* _What to produce_
Transcribe each entry exactly as it appears, leaving out any picture it holds.

* _Information_
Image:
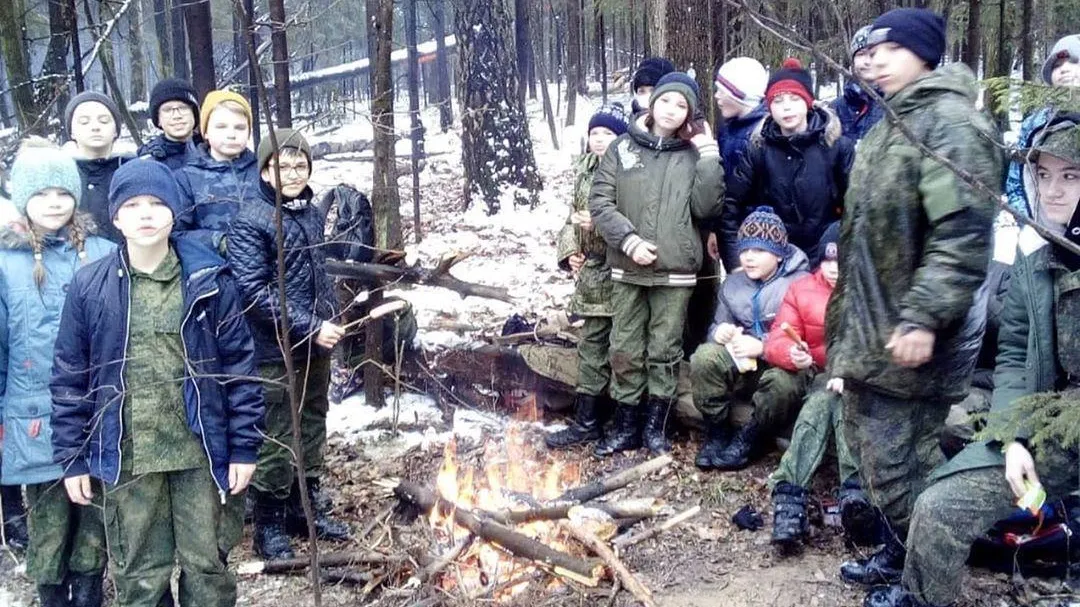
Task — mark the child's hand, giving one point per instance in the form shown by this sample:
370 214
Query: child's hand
725 333
746 347
240 475
800 358
576 261
78 488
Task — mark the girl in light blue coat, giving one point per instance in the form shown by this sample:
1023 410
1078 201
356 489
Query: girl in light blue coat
39 255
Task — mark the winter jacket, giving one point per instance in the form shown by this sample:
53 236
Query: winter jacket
915 242
802 177
652 188
213 190
29 319
96 176
253 256
1016 190
733 136
225 407
592 289
804 309
173 154
856 110
753 305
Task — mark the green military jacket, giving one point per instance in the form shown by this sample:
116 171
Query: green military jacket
915 241
592 292
652 188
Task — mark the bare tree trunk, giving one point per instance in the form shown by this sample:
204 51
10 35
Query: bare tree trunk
497 152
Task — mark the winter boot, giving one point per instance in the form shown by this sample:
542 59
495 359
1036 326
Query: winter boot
858 516
326 528
717 436
885 566
585 427
270 539
790 523
14 516
624 434
736 456
86 589
655 434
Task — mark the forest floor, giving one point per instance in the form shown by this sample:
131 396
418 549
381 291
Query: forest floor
704 562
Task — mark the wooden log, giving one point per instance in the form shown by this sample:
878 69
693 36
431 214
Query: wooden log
578 569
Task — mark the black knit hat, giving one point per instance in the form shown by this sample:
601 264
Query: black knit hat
919 30
172 90
649 71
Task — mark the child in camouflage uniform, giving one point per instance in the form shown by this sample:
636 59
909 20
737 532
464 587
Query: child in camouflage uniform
154 396
584 253
747 301
651 187
39 255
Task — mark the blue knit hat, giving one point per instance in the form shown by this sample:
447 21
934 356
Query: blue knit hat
610 117
40 165
679 82
143 176
919 30
764 229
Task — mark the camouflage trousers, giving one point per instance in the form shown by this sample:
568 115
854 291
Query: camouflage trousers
775 393
955 511
898 446
820 419
594 365
157 521
646 340
277 467
64 537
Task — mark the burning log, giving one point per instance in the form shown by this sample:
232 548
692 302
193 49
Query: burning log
578 569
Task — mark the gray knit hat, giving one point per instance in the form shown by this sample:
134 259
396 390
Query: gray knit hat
39 165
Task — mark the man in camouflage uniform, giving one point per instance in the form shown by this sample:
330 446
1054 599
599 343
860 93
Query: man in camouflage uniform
903 327
1038 355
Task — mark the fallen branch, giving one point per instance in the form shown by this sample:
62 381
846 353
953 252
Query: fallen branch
630 539
604 486
618 568
577 569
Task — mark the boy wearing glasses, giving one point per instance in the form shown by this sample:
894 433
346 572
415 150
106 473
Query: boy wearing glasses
313 331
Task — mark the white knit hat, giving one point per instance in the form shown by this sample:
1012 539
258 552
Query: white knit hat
744 79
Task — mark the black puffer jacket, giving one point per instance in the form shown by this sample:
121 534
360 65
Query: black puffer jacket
252 252
802 177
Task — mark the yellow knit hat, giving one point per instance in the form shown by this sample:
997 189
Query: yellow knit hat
215 98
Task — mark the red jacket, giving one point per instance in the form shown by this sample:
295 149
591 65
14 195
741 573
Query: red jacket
804 309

* _Final answer_
Image:
Task — mark the child's hand, giving one point per instance in the form shown by this sample:
370 214
Query: child's hand
725 333
746 347
240 475
800 358
576 261
78 488
Task — mark the girl in light blue coat, giving one point per instance in the form shown by this sample:
1023 410
1078 201
356 489
Query: girl in light blue coat
39 255
Task — mark the winter jacket, giving one point per instance in the form shown by this sample:
53 236
Query: winter jacket
915 242
802 177
652 188
213 190
29 319
96 176
253 256
1016 190
733 136
225 407
592 289
804 309
173 154
856 110
753 305
Task — mark the green military jacket, giving one point per instance in the form shown by this sample:
116 171
Query: green military jacket
915 241
592 292
652 188
Task — mark the bare tree trunk, giving one point per instance in the form shown by this sample:
204 51
10 35
Query: bare tree trunk
497 152
Task — mark the winter boot, giving one point per instance in the form shown by this sample:
542 59
495 359
1036 326
Query: winter boot
858 516
326 528
717 436
885 566
585 427
270 539
790 523
14 516
624 434
736 456
86 589
655 434
Task — mark the forest floor, giving one point per instance in the form shown by this sample:
131 396
418 549
381 291
Query: forest floor
704 562
Task — mark the wooden log, giving one point per instance in the form shown by this sample:
878 69
693 36
431 214
Query: wooden log
578 569
Task — mark the black knit hat, giving one point per instance in the form shown by this sample:
601 264
Query: black knit hat
919 30
172 90
649 71
Task — mark the child in camouflage uniform, giving one point per instance in the form shown by this sample:
636 59
909 20
737 532
464 587
Query: child in camouflage uniform
154 396
584 253
747 301
651 187
39 255
Task — mark the blue knit hat, giving one point per instance in the form shown by this sample:
447 21
934 356
Query: blue knit hat
610 117
40 165
679 82
143 176
919 30
764 229
Task — mark the camouflage trousers, giving one point per instance in the form shown by this sample:
568 115
854 291
Query: camouflage trousers
775 393
955 511
898 446
820 419
594 365
157 521
646 340
277 467
64 537
Task — mark the burning log, giving one point per instance in the form shown by this sample:
232 548
692 302
193 49
Query: burning log
578 569
Task — mark the gray knit hat, giving one point per instance in the form shown by this sample:
134 259
396 390
Query: gray knit hat
39 165
Task — mark the man in camouflage uniform, giving one point per instance in the form shown by this sample:
330 446
1054 599
599 343
860 93
Query: man in camouflage uniform
903 327
1038 355
Task — mark the fallen branch, giving one point per instance in the form shown by this sample:
62 381
846 353
953 252
Query: fallen branch
630 539
604 486
618 568
577 569
Task — mark the boy wearing glasses, giving one point per instance in the form shown by this sample:
894 433
346 572
415 150
106 473
Query: boy wearing glasses
313 331
Task — mark the white knit hat, giving one point per instance in the form shown by this sample:
1012 539
258 552
Query: white knit hat
744 79
Task — mark the black puffer jacket, giving one point per instance in the form shown by this sample:
121 534
360 65
Query: black puffer jacket
252 252
802 177
Task — mark the yellow knit hat, giving one point per instance in the form shown by this sample:
997 189
Query: yellow knit hat
215 98
Task — mark the red jacket, giving one point per instance in the form shown by this sample:
295 149
591 65
14 195
741 573
Query: red jacket
804 309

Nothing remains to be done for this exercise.